- **Problem details**
Return every line of the records below without any change.
----- Task inputs
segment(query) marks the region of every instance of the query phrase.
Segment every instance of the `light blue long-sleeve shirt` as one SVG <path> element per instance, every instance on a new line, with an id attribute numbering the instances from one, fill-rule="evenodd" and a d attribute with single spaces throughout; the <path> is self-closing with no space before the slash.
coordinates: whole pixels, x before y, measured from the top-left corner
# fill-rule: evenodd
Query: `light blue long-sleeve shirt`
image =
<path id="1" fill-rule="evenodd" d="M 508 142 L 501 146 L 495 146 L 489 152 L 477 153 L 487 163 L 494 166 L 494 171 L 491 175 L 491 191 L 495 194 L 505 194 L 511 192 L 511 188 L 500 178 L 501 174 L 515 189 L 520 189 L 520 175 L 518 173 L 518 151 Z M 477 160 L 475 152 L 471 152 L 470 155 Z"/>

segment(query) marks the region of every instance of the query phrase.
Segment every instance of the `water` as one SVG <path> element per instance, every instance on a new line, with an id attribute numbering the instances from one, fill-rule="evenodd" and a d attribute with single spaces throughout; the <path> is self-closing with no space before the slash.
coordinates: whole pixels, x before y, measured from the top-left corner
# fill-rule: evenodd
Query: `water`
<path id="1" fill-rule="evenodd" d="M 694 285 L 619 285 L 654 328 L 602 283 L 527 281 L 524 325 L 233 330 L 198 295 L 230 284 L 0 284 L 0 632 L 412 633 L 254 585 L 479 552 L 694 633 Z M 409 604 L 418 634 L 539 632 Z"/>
----------
- **Exercise output**
segment(query) marks the region of every instance of the query phrase.
Segment every instance of the `light blue long-sleeve shirt` as one SVG <path> element per instance, every instance on a new line, with an id attribute numbering the instances from one, fill-rule="evenodd" and a d attribute with single spaces throughout; the <path> is self-closing with no space before the slash.
coordinates: whole pixels, x before y, measured from the top-left corner
# fill-rule: evenodd
Query: `light blue long-sleeve shirt`
image =
<path id="1" fill-rule="evenodd" d="M 508 142 L 501 146 L 495 146 L 489 152 L 477 153 L 487 163 L 494 166 L 494 171 L 491 175 L 491 191 L 495 194 L 505 194 L 511 192 L 511 188 L 500 178 L 501 174 L 515 189 L 520 189 L 520 175 L 518 173 L 518 151 Z M 477 160 L 475 152 L 471 152 L 470 155 Z"/>

segment(query) marks the region of every instance of the query phrase.
Segment every instance of the `water` as one SVG <path> element per instance, every instance on a new line, with an id attribute numbering the instances from one, fill-rule="evenodd" and a d attribute with single spaces throughout; the <path> is self-closing with no space before the slash.
coordinates: whole pixels, x before y, measured from the top-left corner
# fill-rule: evenodd
Query: `water`
<path id="1" fill-rule="evenodd" d="M 694 285 L 619 285 L 654 328 L 602 283 L 527 281 L 524 325 L 233 330 L 198 295 L 230 284 L 0 284 L 0 632 L 412 633 L 254 585 L 479 552 L 694 633 Z M 409 604 L 418 634 L 539 632 Z"/>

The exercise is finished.